Alzheimer’s App Helps Loved Ones Communicate


Hamilton siblings are getting national attention for creating an iPad app called Promenade that helps patients with Alzheimer’s and dementia to communicate.

Chris Benoit and Alexis Liddell spent 10 frustrating years trying to have meaningful conversations with their grandmother, who suffered memory loss after a stroke.

“We struggled,” said Liddell. “Communication was the toughest. We’d leave the visits with her feeling exhausted, frustrated, mad and sad. We figured we’re not the only ones having trouble with this.”

Liddell, 29, works in therapeutic recreation at Macassa Lodge. Her 32-year-old brother is a software engineer for Autodesk in Toronto and lives in Burlington. Through chatting to each other about their jobs, they discovered they could create an app that would help patients like their grandmother communicate.

“We got talking and put our heads together and realized we had something cool,” said Liddell.

The app Promenade allows patients, families and/or health-care providers to choose a subject such as gardening, sports or cooking. It brings up a series of related photos for the patient to look at, as well as questions designed to jog the patient’s long-term memory and get them talking.
⁂
### TASK
Check three statements against the article above on the Promenade app: (a) Alexis Liddell is older than her brother; (b) the siblings' grandmother lost her memory after a stroke; (c) Promenade was made for the iPad. For each, answer yes or no and quote the words of the article that decide it.
⁂
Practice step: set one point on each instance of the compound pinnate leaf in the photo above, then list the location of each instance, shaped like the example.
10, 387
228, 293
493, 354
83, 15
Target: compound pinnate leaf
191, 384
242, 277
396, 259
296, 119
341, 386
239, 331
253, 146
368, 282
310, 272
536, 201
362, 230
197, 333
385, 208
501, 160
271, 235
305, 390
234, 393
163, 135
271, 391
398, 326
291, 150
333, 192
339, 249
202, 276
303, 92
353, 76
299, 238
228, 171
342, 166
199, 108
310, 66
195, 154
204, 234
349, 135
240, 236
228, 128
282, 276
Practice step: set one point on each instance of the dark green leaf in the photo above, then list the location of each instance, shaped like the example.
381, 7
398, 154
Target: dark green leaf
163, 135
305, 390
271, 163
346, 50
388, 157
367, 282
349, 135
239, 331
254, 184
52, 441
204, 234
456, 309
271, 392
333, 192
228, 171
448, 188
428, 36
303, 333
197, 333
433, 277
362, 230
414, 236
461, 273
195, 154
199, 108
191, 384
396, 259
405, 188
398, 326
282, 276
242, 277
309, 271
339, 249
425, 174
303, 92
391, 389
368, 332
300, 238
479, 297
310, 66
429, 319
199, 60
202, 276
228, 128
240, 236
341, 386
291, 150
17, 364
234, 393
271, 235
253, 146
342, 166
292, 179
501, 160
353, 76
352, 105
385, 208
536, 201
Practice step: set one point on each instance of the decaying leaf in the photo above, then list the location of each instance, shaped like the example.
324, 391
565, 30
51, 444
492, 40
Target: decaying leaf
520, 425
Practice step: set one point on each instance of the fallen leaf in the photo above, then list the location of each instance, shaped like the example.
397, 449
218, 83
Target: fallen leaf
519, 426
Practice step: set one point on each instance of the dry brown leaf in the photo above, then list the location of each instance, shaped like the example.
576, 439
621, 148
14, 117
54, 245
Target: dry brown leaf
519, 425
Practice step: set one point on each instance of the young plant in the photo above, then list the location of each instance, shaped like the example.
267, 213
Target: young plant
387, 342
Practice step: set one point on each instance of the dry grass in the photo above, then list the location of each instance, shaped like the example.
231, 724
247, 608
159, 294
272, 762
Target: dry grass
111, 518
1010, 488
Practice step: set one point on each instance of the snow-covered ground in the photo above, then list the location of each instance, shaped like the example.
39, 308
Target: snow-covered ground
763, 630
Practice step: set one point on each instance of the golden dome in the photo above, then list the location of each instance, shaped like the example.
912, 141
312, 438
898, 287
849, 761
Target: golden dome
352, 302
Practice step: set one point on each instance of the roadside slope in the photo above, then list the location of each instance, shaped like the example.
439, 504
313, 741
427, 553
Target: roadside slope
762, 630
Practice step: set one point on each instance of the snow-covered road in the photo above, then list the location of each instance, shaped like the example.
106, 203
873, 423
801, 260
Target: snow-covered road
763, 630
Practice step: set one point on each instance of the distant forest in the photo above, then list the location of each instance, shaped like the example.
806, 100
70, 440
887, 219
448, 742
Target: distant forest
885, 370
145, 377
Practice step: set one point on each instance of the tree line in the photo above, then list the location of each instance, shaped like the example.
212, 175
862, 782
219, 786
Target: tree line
⁂
### FINISHED TASK
(a) No: "Liddell, 29" and "Her 32-year-old brother"
(b) Yes: "who suffered memory loss after a stroke"
(c) Yes: "creating an iPad app called Promenade"